##### EXCERPT TO READ #####

John MacLean was vigorously opposed to the First World War and he was arrested for the first time in October under the Defence of the Realm Act (1915). He was found guilty of speeches that would prejudice army recruitment and was fined £5 but his refusal to pay earned him 5 days in jail and dismissal from his teaching post. He was arrested again in 1916 and imprisoned for 3 years but was released in 1917. Due to his support for the Russian Revolution, he was appointed Consul for Soviet Affairs in Great Britain and he set up a Consulate Office at 12 Portland Street, Glasgow. In 1918 the authorities raided his office and arrested him and charged him with sedition. He was sentenced to 5 years in Peterhead Prison. John Maclean died from pneumonia, aged 44, at his home at 42 Auldhouse Road on the 30th November 1923.
A granite commemorative cairn was unveiled by MacLean’s daughters which is inscribed.
FAMOUS PIONEER OF WORKING CLASS EDUCATION. HE FORGED THE SCOTTISH LINK IN THE GOLDEN CHAIN OF WORLD SOCIALISM.

##### SOURCE DATA #####

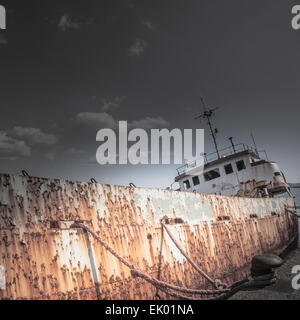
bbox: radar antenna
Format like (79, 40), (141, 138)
(194, 97), (221, 159)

#####

### EXERCISE INSTRUCTIONS:
#1 According to the text about John MacLean, at what address did he set up his Consulate Office?
#2 Recast the paragraph of the John MacLean text that begins "John MacLean was vigorously opposed" as a brief list of its main facts.
The lines have no part in this work.

### RESPONSES IN ORDER:
#1 At 12 Portland Street, Glasgow.

#2
- Strongly opposed the First World War.
- First arrested in October under the Defence of the Realm Act (1915).
- Found guilty of speeches that would prejudice army recruitment and fined £5.
- Refused to pay, which earned him 5 days in jail and dismissal from his teaching post.
- Arrested again in 1916 and imprisoned for 3 years, but released in 1917.
- Appointed Consul for Soviet Affairs in Great Britain because of his support for the Russian Revolution.
- Set up a Consulate Office at 12 Portland Street, Glasgow.
- In 1918 his office was raided, and he was arrested and charged with sedition.
- Sentenced to 5 years in Peterhead Prison.
- Died of pneumonia, aged 44, at his home at 42 Auldhouse Road on 30 November 1923.